PROBLEM TO WORK ON:
Lay out each line of the listing below as a numbered list, omitting any blank lines and leaving the pictures out of the answer.

Rows from a pointing dataset

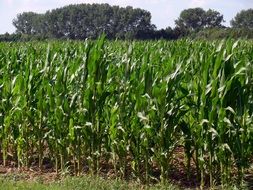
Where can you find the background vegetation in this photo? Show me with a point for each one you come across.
(83, 21)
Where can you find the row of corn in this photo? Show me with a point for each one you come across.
(132, 105)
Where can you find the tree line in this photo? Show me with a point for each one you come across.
(83, 21)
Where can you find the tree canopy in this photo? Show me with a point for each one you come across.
(195, 19)
(86, 20)
(243, 19)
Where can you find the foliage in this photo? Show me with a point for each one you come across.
(85, 21)
(195, 19)
(243, 19)
(223, 33)
(131, 105)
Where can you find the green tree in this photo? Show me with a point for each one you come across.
(243, 19)
(86, 21)
(195, 19)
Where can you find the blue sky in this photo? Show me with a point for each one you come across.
(164, 12)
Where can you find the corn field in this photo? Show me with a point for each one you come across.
(130, 105)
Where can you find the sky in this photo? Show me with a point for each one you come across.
(164, 12)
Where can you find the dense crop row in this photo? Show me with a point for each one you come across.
(131, 104)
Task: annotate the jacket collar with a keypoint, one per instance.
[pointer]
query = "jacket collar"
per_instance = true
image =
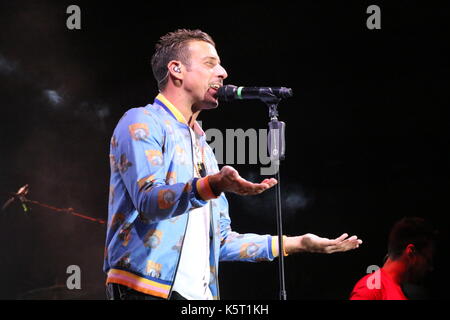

EXERCISE SOLUTION:
1. Where can you find the background vegetation in this photo? Show me with a point for each one you come across.
2. (83, 21)
3. Where can you find the row of corn in this photo? Show me with a point for each one you come across.
4. (132, 105)
5. Where can you find the tree line in this photo? Show me with a point for each one you come across.
6. (83, 21)
7. Where can you find the tree canopy in this photo? Show me with a point for each one you come across.
8. (195, 19)
9. (86, 20)
10. (243, 19)
11. Where can you find the foliage in this photo? Show me with a point for each one you come across.
12. (85, 21)
13. (195, 19)
14. (243, 19)
15. (223, 33)
16. (131, 105)
17. Where can you find the green tree in this photo? Show me with a point for each one you come across.
18. (243, 19)
19. (86, 21)
20. (195, 19)
21. Where can you find the blue sky in this photo? Show me with a point for each one you come across.
22. (164, 12)
23. Where can you find the corn field in this photo? Show me with a point for each one you come across.
24. (130, 105)
25. Where can you find the sky in this photo? Show me with a point for each one you come across.
26. (164, 12)
27. Where can you find the dense crop row in this photo? Show me with a point for each one you come across.
28. (131, 104)
29. Task: annotate the jacket collar with a keypoint, one per instance.
30. [pointer]
31. query = "jacket collar"
32. per_instance = true
33. image =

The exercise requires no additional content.